### Provided text
--------------------------------------------------

# DVC Members Cruise



## laxmom (Aug 3, 2008)

Ok, I know what it is and it does sound cool.  I know it is more expensive than your regular cruises and that there are no obc offered.  What I can't seem to find info on is.... how do you book it?  I know there was at one time a lottery like system, not sure if there still is, and that it usually books out on the first day.  I also see that there is a postcard that goes out to let people know that booking day is coming.  Then you can call in first come, first served if you weren't a lottery winner.  That is all I know.  So, is everyone notified and then you express interest somehow?  Or is everyone in the lottery?  Do they even still do it this way?  I assume you can book with cash or points.

Someday it would be fun to do but figure I would learn what I can now.  TIA.


----------



## Miss Marty (Aug 3, 2008)

*SS Member Cruise*

*
Disney Inspirations*

Sail Date: Sep 21, 2008

2008  Four Day Itinerary

http://dvc.disney.go.com/dvc/miniSite/memberCruise?id=MemberCruiseActivityPage


----------



## laxmom (Aug 3, 2008)

Thanks for the links, Marty.  I will get to reading now!!


----------



## alwysonvac (Aug 3, 2008)

Yes, the DVC Member Cruise was announced to everyone and posted on the DVC Member website. The DVC member cruise is booked via DVC Member Services. Yes, you can use cash, points or a combination.



> *From dvcnews.com* - see this link for more details
> 
> _For the 2007 cruise DVC implemented a priority booking system in which members who had not previously cruised were given a preferential booking opportunity.  Several weeks later a lottery system was to be used to fill the remaining openings, however the volume of interested members contacted indicates that the lottery may not have been necessary.  _



Also see these other links for more info
- 2008 Member Cruise Details Published 
- Today is the Day for 2008 Member Cruise Booking!
- Welcome to the 2008 DVC Member Cruise Meets Thread!
- 2008 Cash price per person
- Online trip report for the 2007 DVC S.S. Member Cruise!


----------



## Steamboat Bill (Aug 4, 2008)

Too bad Disney did not make this during a school holiday (i.e. summer)


----------



## tomandrobin (Aug 4, 2008)

Robin and I are still waiting a couple more years to book the members cruise. That Fall cruise just doesn't work with the kids still.


----------



## laxmom (Aug 4, 2008)

I'm thinking mine might get left behind if we would happen to get to go next year!  He will be 18 and can stay with his older brother!

--------------------------------------------------

### Required work
**a.** According to the DVC Members Cruise thread, through whom is the member cruise booked?
**b.** Extend the DVC Members Cruise thread with the next post after its last one.
The lines after the thread are not needed for any of this.

### Raw data
--------------------------------------------------

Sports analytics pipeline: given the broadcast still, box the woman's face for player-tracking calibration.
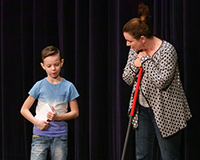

--------------------------------------------------

### Results for the exercise
**a.** It is booked through DVC Member Services.

**b.**
----------



## WDWLVR (Aug 6, 2008)

For the 2007 Member Cruise DVC instituted a new cruiser lottery.  Meaning if you had never sailed on a Member Cruise before you were put in a special lottery and got first chance at booking.  I don't think it went over like they thought because many people who were selected then decided not to book and then those who had been told they were rejected were then called and many of them also decided not to book.  How it has happened every other year (including for 2008) is that a Saturday is set aside in Member Services and calls are only accepted that morning for the cruise itself and it is first come first serve.

We've been on all of the dedicated Member Cruises (2003, 2005, 2006, 2007 and we are booked for 2008).  In fact the link above for the online trip report is the website my DH and I run.

What makes it special for us is the guests that DVC brings on board.  In the past we've seen presentations by Imagineers, we've seen Roy Disney, Art Linkletter, Ducky Williams and many others.  Last years Legends was the best yet IMHO especially if you are a fan of learning about Disney's history.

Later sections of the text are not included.